Stated problem ->
Render every line of the records below as a numbered list, leaving out the blank lines.

Data in this exercise ->
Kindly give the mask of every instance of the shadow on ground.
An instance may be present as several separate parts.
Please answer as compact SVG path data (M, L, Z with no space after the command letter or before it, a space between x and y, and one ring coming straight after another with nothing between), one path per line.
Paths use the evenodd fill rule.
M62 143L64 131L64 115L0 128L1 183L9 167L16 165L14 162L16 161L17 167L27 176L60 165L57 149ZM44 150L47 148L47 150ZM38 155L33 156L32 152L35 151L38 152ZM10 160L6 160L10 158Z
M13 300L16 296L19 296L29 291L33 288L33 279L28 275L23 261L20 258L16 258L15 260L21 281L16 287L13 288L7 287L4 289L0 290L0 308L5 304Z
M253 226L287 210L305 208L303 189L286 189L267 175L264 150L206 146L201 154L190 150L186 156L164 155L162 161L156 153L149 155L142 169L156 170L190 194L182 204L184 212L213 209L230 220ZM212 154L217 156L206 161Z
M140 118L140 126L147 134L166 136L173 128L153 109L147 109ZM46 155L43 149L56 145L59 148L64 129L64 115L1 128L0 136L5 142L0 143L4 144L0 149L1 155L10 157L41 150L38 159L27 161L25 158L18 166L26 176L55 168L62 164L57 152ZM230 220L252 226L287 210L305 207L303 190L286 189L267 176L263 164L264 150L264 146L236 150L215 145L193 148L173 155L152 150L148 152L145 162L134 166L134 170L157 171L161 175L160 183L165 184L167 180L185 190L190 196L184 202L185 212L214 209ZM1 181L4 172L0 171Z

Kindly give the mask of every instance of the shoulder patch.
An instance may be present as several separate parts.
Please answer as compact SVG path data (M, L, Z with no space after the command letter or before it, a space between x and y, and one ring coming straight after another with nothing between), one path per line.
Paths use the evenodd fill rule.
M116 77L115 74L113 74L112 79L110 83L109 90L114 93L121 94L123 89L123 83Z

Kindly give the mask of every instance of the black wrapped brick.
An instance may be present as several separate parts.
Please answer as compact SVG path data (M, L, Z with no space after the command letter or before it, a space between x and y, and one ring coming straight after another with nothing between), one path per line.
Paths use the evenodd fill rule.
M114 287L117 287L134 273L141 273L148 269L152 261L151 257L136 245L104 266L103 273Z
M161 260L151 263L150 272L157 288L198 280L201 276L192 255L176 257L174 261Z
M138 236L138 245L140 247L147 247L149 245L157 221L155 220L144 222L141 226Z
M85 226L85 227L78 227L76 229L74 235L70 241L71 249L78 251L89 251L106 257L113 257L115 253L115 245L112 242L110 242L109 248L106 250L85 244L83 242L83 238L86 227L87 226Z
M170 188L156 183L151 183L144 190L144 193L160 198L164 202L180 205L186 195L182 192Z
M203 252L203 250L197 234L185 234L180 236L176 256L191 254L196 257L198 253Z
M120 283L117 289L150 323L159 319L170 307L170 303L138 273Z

Result of this task ->
1. Kindly give the mask of every instance of the shadow on ground.
2. An instance may be present as several separate parts.
3. Please answer as compact SVG path data (M, L, Z with no space after the command letter or before it, a space between x and y, and one ring coming straight after another with nothing between), one path per line.
4. Paths use the evenodd fill rule.
5. M62 143L64 131L64 115L0 128L1 183L9 167L16 165L14 162L16 161L17 167L27 176L60 165L57 149ZM44 150L47 148L47 150ZM38 155L33 156L32 152L35 151L38 152ZM10 160L6 160L10 158Z
6. M13 300L16 296L19 296L29 291L33 288L33 279L28 275L23 261L20 258L16 258L15 260L21 281L16 287L13 288L7 287L4 289L0 290L0 308L5 304Z
7. M253 226L287 210L305 208L303 189L286 189L267 175L264 150L206 146L201 154L190 150L186 156L164 155L162 161L156 153L149 155L142 169L156 170L190 194L182 204L184 212L213 209L230 220ZM212 154L217 156L206 161Z
8. M140 118L140 126L147 134L166 136L173 128L153 109L147 109ZM46 155L43 149L56 145L59 148L64 129L64 115L1 128L0 136L5 142L0 143L4 144L0 149L1 155L10 157L41 150L38 159L27 161L25 158L18 166L26 176L55 168L62 164L57 152ZM230 220L252 226L287 210L305 207L303 190L286 189L267 176L263 164L264 150L264 146L236 150L215 145L193 148L173 155L152 150L148 152L145 162L134 166L134 170L157 171L161 175L160 183L165 184L167 180L185 190L190 196L184 202L185 212L214 209ZM1 181L4 172L0 171Z
9. Kindly give the mask of every instance of the shoulder patch.
10. An instance may be present as several separate parts.
11. Please answer as compact SVG path data (M, L, Z with no space after the command letter or before it, a space between x and y, and one ring coming straight after another with nothing between), one path per line.
12. Paths use the evenodd fill rule.
13. M116 77L115 74L113 74L112 79L110 83L109 90L114 93L121 94L123 89L123 83Z
14. Kindly give the mask of every instance of the black wrapped brick.
15. An instance may be present as several separate parts.
16. Please answer as compact SVG path data (M, L, Z with no space after the command letter or before it, a space between x and y, and one ring coming straight after another with nothing between), one path per line.
17. Paths use the evenodd fill rule.
18. M114 287L117 287L134 273L141 273L148 269L152 261L151 257L136 245L104 266L103 273Z
19. M161 260L151 263L150 272L157 288L198 280L201 276L192 255L176 257L174 261Z
20. M138 236L138 245L140 247L147 247L149 245L157 221L155 220L144 222L141 226Z
21. M85 226L85 227L78 227L76 229L74 235L70 241L71 249L78 251L89 251L106 257L113 257L115 253L115 245L112 242L110 242L109 248L106 250L85 244L83 242L83 238L86 227L87 226Z
22. M170 188L156 183L151 183L144 190L144 193L160 198L164 202L180 205L186 195L182 192Z
23. M203 252L203 250L197 234L185 234L180 236L176 256L191 254L196 257L198 253Z
24. M120 283L117 289L150 323L159 319L170 307L170 303L138 273Z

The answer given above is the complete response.